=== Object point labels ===
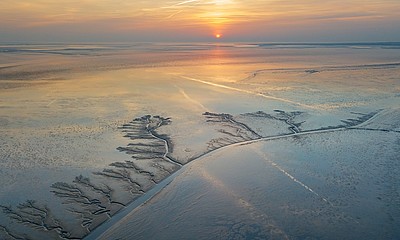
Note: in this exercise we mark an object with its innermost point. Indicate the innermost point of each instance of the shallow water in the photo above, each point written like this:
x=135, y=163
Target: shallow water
x=64, y=110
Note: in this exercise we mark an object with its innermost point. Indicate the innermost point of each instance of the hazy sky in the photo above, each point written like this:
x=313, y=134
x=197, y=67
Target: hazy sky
x=199, y=20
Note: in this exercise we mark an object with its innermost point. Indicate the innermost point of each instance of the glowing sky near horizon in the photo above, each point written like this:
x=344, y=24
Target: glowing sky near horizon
x=200, y=20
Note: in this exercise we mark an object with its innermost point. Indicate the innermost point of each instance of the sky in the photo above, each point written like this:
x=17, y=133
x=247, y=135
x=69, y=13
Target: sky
x=199, y=20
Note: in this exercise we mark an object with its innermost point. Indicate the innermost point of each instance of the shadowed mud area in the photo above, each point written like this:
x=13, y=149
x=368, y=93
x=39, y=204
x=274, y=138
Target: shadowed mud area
x=212, y=141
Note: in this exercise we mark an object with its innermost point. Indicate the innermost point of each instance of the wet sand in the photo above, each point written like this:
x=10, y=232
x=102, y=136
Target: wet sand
x=267, y=142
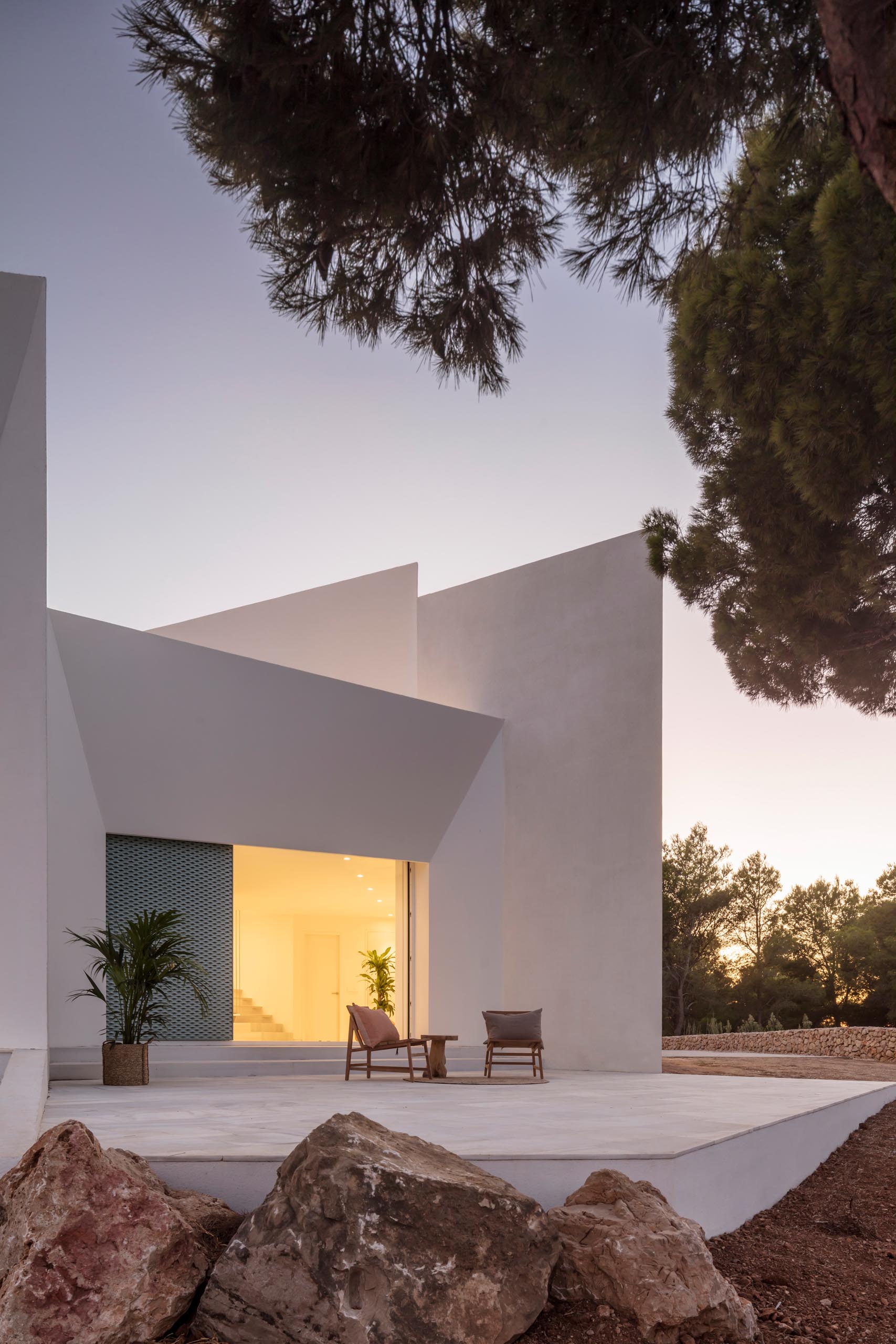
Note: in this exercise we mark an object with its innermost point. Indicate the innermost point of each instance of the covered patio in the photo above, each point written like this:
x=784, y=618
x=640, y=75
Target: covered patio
x=719, y=1148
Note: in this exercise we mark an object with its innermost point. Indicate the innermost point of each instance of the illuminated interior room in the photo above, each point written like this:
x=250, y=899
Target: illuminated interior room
x=303, y=927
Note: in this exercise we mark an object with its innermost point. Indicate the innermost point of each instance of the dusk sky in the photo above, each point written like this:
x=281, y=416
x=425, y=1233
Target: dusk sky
x=205, y=452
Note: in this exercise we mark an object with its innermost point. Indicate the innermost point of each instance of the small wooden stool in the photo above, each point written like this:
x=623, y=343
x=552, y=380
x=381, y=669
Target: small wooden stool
x=438, y=1069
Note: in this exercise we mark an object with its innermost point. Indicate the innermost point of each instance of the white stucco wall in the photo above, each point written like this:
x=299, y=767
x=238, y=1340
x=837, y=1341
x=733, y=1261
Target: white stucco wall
x=77, y=867
x=465, y=909
x=363, y=629
x=568, y=652
x=191, y=743
x=23, y=686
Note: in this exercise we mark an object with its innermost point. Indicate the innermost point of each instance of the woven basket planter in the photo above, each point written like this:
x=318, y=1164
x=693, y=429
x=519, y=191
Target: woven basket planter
x=125, y=1066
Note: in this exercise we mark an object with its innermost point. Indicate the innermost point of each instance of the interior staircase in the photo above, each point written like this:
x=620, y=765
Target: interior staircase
x=253, y=1023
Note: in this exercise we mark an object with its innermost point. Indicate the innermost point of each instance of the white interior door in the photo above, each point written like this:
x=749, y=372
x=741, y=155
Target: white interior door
x=323, y=1010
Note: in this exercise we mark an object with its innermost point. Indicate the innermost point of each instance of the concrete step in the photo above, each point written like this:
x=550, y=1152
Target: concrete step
x=233, y=1059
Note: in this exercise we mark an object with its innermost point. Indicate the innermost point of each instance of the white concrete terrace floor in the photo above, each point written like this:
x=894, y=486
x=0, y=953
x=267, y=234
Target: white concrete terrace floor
x=721, y=1148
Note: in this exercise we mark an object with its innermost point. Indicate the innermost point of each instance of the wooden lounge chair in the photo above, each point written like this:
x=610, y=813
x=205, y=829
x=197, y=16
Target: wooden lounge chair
x=505, y=1045
x=376, y=1033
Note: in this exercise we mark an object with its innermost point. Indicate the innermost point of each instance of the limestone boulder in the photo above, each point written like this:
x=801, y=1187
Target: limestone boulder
x=94, y=1249
x=624, y=1245
x=374, y=1237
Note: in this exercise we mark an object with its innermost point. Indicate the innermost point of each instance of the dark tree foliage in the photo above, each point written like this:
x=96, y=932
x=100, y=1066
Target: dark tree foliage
x=406, y=166
x=784, y=362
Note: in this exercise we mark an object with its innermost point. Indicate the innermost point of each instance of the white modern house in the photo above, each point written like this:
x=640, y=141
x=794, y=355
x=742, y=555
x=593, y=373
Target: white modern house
x=471, y=779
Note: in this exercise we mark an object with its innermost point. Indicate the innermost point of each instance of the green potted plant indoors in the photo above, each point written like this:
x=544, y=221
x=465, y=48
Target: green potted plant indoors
x=139, y=967
x=378, y=971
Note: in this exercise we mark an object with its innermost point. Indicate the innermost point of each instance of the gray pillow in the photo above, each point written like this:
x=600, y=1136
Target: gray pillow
x=513, y=1026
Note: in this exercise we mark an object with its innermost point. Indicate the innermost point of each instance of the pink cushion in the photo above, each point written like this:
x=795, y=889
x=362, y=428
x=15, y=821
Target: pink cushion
x=374, y=1026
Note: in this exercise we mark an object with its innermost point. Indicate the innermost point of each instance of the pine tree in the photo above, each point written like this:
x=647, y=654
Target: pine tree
x=407, y=167
x=782, y=347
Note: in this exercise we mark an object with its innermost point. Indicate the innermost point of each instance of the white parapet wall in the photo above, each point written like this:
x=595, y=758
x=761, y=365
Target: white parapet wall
x=23, y=1095
x=23, y=663
x=568, y=652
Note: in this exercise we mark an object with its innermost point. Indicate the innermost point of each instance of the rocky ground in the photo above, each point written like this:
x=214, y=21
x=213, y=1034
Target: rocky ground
x=781, y=1066
x=820, y=1266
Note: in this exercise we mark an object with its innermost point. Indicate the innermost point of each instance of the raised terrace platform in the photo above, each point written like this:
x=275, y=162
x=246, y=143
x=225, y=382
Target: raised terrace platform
x=719, y=1148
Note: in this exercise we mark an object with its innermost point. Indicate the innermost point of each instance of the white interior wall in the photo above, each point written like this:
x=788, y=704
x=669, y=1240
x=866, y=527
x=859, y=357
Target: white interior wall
x=568, y=651
x=465, y=909
x=363, y=629
x=23, y=662
x=76, y=867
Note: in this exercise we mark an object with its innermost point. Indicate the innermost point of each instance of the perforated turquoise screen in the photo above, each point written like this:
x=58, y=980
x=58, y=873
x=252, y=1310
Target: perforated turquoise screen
x=198, y=879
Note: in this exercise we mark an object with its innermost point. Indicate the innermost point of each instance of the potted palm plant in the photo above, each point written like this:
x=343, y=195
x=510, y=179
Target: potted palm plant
x=139, y=967
x=378, y=971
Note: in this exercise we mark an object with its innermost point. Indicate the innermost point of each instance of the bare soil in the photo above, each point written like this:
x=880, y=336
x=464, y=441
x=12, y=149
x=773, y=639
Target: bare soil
x=781, y=1066
x=818, y=1266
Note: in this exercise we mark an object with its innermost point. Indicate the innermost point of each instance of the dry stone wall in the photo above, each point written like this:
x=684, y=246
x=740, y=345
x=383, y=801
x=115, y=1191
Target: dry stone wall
x=840, y=1042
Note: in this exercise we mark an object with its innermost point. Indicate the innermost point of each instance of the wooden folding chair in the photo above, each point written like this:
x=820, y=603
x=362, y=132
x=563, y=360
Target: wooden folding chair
x=410, y=1046
x=512, y=1052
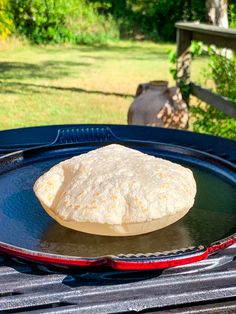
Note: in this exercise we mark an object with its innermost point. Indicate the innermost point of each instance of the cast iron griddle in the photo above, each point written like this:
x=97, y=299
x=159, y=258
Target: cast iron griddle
x=28, y=232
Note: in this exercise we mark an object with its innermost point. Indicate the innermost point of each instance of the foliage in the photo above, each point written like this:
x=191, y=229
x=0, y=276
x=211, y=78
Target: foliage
x=59, y=21
x=5, y=19
x=208, y=119
x=153, y=19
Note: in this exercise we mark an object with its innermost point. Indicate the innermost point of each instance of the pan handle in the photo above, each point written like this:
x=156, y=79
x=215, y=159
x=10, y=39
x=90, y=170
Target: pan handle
x=85, y=134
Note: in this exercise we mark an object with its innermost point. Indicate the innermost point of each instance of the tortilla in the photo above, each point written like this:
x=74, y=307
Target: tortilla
x=115, y=190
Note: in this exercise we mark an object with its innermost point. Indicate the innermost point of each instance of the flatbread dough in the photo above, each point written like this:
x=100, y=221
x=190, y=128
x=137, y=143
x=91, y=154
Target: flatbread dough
x=115, y=190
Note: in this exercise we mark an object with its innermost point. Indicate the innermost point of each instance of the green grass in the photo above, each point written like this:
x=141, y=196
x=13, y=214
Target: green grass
x=77, y=84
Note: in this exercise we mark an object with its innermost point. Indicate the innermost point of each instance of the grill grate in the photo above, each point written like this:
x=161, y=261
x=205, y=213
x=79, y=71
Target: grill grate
x=33, y=289
x=204, y=287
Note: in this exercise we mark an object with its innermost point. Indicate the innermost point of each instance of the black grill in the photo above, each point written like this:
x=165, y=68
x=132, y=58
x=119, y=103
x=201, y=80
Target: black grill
x=208, y=286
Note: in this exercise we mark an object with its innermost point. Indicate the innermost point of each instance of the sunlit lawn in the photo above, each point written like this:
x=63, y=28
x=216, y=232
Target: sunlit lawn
x=77, y=84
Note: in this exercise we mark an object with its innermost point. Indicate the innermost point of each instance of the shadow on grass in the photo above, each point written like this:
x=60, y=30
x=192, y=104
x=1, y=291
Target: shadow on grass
x=47, y=70
x=21, y=88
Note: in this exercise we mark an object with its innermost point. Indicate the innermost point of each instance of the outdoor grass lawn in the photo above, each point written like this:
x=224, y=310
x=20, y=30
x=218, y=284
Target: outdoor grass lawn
x=41, y=85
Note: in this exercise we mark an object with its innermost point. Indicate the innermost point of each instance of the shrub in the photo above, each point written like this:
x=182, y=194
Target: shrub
x=6, y=23
x=59, y=21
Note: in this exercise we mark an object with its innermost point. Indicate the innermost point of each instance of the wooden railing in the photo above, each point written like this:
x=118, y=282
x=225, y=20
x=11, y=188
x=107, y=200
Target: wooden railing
x=212, y=35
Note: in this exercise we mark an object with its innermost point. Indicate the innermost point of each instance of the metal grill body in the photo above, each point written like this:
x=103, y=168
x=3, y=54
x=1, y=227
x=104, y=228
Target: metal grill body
x=208, y=286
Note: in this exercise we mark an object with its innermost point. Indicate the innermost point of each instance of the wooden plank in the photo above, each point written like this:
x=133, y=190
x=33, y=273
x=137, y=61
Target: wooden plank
x=219, y=102
x=183, y=56
x=229, y=33
x=219, y=41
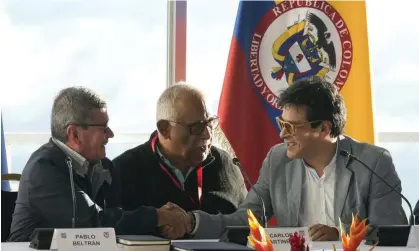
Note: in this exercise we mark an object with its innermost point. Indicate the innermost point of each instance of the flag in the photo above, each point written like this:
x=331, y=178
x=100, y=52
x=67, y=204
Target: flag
x=276, y=43
x=5, y=186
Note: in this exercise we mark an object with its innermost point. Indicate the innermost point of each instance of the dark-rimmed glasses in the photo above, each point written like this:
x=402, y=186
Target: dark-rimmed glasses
x=86, y=126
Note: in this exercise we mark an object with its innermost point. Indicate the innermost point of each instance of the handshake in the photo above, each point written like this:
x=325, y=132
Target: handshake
x=173, y=222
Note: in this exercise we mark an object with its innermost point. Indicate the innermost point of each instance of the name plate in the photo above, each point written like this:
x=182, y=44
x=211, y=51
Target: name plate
x=280, y=236
x=83, y=239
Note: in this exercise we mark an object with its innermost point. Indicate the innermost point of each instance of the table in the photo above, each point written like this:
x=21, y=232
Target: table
x=24, y=246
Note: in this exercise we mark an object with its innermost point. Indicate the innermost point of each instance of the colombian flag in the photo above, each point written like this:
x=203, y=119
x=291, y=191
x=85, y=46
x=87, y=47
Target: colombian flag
x=276, y=43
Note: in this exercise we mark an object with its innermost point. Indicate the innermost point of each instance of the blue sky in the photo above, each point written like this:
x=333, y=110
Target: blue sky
x=118, y=49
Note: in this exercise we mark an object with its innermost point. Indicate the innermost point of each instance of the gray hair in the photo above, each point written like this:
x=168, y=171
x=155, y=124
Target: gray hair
x=166, y=104
x=73, y=105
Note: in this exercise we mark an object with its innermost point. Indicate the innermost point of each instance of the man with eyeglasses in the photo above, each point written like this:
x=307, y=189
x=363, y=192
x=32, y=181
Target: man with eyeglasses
x=306, y=182
x=178, y=163
x=74, y=163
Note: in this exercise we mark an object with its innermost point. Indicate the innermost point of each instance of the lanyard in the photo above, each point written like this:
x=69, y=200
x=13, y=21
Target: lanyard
x=199, y=176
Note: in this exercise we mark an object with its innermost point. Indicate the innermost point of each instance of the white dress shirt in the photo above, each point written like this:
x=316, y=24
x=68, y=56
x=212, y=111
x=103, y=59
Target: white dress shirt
x=317, y=201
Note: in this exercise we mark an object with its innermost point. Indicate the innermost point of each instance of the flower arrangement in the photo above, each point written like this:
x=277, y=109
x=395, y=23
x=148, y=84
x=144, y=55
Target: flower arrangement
x=357, y=233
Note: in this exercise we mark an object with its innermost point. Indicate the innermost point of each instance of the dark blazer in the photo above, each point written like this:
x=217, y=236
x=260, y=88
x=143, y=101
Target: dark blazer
x=45, y=199
x=144, y=183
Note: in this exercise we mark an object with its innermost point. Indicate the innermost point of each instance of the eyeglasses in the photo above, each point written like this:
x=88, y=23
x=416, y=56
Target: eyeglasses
x=197, y=128
x=291, y=127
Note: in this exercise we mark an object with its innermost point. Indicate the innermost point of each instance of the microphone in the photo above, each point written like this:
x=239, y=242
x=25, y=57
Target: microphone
x=263, y=216
x=347, y=154
x=73, y=192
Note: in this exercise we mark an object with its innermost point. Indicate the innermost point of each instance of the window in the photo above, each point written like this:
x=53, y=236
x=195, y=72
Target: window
x=117, y=48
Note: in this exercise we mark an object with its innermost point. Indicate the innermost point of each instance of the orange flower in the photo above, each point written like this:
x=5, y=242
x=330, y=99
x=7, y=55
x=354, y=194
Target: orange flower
x=357, y=233
x=258, y=238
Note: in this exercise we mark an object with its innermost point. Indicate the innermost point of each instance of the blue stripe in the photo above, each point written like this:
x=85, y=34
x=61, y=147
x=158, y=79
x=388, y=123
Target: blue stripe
x=5, y=186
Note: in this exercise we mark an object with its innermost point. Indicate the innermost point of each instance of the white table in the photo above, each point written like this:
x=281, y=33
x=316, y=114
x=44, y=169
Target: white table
x=24, y=246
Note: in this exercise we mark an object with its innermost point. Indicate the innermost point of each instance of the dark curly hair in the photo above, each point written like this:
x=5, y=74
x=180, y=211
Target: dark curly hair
x=322, y=100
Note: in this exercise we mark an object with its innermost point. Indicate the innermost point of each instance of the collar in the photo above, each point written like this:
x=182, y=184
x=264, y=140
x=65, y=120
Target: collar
x=331, y=163
x=82, y=166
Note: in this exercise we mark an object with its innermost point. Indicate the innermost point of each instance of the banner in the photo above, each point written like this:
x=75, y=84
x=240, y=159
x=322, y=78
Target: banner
x=276, y=43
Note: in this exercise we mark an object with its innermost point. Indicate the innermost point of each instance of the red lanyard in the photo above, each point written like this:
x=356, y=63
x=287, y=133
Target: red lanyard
x=175, y=181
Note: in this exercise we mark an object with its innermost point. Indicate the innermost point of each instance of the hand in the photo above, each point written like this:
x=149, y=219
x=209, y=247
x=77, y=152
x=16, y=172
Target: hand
x=320, y=232
x=172, y=221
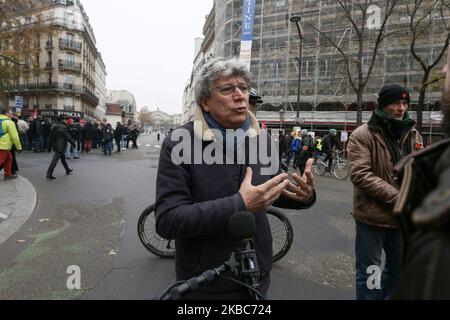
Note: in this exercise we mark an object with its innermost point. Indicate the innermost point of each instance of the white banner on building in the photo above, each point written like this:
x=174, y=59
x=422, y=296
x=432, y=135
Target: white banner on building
x=248, y=20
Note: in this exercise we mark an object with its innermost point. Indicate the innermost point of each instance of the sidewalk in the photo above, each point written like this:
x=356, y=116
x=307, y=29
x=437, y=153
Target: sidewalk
x=18, y=199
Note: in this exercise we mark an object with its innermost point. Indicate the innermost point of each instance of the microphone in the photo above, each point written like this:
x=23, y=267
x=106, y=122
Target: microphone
x=242, y=227
x=242, y=263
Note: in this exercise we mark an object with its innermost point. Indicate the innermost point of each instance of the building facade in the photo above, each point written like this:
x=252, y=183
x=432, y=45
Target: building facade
x=203, y=53
x=67, y=59
x=100, y=87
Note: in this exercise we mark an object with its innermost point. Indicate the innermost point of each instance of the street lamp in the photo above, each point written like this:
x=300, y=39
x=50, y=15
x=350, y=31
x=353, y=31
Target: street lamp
x=296, y=20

=== Aim of the task ===
Reproduce everything from the line containing "of the covered" down to the line containing "x=205, y=452", substituting "twilight sky" for "dusk sky" and leaving all else untouched. Give only those lines.

=== Final answer ===
Note: in this exercise we mark an object with its innermost point. Indicate the innermost point of each instance of the covered patio in the photo above, each point written like this:
x=784, y=618
x=640, y=75
Target: covered patio
x=719, y=1148
Note: in this exercise we mark an object with its innermost point. Indicate the innermost point of each instance of the illuminated interior room in the photo above, each point written like this:
x=250, y=899
Target: illuminated interior room
x=303, y=927
Note: in this exercise we mark an object with its innermost point. Indicate the innermost point of each instance of the twilight sky in the photo above, each point written like this:
x=281, y=416
x=425, y=1233
Target: twilight sky
x=205, y=452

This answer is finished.